De manière précise, quelle est votre position sur le débat autour de l’article 80 du Code pénal ?
J’ai combattu cet article il y a quelques années, et je maintiens la même position. Au-delà de cet article, je pense que c’est tout notre dispositif légal de sécurisation de l’Etat qui mérite d’être revu, réactualisé, pour être davantage adapté à notre réalité politique et sociale actuelle. Par exemple, on a beaucoup mis l’accent sur l’inadéquation de la Crei avec les principes du droit et de la justice. Or, la Crei c’est un recours pour combler les lacunes de notre législation susceptibles de servir à des gens pour s’adonner à la prédation sur les ressources publiques en demeurant hors d’atteinte de la justice. Et vous savez que ces ressources publiques sont protégées par la loi dans le même esprit que les autres aspects de la stabilité et de la sécurité nationales. Car les finances publiques sont aussi un pilier de la réalité étatique, comme le territoire, les Institutions et la Nation. Dans cette perspective, et à la lumière de l’expérience de ce qu’on appelle la traque des biens mal acquis, il me semble important de s’interroger déjà sur la valeur réelle des lois protégeant nos ressources publiques. D’où la nécessité de revoir ce dispositif pénal visant à sécuriser l’Etat dans ses fondamentaux afin de garantir sa pérennité. A l’occasion, il s’agira aussi de se dire que la protection de l’Etat, celle des individus et de leurs droits et libertés sont toutes des nécessités fondamentales en démocratie républicaine et ne sont pas incompatibles. Je pense qu’il faudrait légiférer sur la base de ce paradigme.
==============================
== Défi 1 ==
Répondez à ces questions sur l'extrait consacré à l'article 80 du Code pénal :
(a) Quelle attitude la personne interrogée dit-elle avoir eue envers cet article il y a quelques années ?
(b) Selon l'extrait, à quoi sert la Crei ?
(c) Outre les finances publiques, quels piliers de la réalité étatique sont cités ?
L'extrait et les enregistrements n'ont aucun rapport entre eux.

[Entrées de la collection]
==============================
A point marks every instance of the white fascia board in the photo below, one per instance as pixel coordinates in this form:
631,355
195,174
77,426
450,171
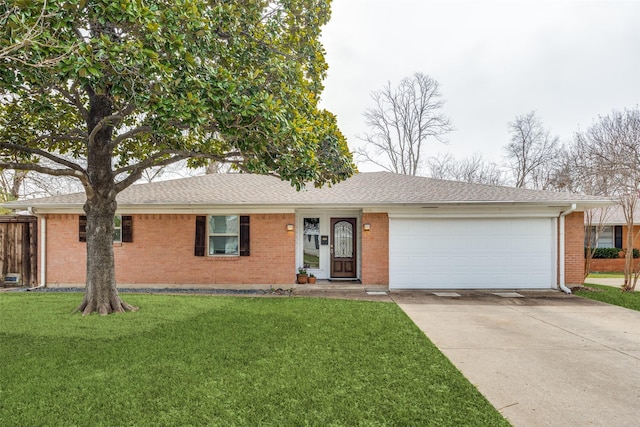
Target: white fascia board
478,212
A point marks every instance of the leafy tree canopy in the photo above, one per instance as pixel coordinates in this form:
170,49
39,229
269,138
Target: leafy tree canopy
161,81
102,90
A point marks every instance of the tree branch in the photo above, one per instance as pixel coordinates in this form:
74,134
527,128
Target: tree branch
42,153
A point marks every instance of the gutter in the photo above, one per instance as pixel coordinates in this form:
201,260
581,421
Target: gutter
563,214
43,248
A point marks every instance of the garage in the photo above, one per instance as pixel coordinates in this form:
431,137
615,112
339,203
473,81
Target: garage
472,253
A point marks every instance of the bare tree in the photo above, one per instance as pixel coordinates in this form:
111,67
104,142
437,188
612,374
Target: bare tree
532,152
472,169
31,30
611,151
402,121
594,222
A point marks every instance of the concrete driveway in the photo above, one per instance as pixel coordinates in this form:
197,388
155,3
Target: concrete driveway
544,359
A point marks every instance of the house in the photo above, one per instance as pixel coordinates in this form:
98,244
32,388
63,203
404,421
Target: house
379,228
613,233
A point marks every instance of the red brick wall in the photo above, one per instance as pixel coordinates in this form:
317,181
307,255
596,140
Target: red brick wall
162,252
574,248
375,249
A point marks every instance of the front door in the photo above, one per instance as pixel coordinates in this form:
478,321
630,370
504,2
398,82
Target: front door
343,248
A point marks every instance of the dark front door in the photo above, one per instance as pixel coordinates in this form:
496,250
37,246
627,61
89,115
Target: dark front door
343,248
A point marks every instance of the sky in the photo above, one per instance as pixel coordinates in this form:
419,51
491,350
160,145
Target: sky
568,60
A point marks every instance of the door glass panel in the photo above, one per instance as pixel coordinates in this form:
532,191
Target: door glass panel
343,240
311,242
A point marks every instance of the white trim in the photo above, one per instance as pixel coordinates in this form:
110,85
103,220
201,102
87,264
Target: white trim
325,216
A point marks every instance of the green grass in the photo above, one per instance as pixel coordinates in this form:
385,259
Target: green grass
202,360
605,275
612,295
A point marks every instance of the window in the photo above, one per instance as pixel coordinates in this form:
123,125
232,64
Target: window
==============================
== Défi 2 ==
Indiquez combien de lignes des enregistrements contiennent la chaîne "garage", en respectant la casse. Donnez uniquement le nombre.

== Réponse correcte 1 ==
(a) Elle l'a combattu et maintient la même position.
(b) C'est un recours pour combler les lacunes de la législation qui pourraient permettre à des gens de s'adonner à la prédation sur les ressources publiques en restant hors d'atteinte de la justice.
(c) Le territoire, les Institutions et la Nation.

== Réponse correcte 2 ==
2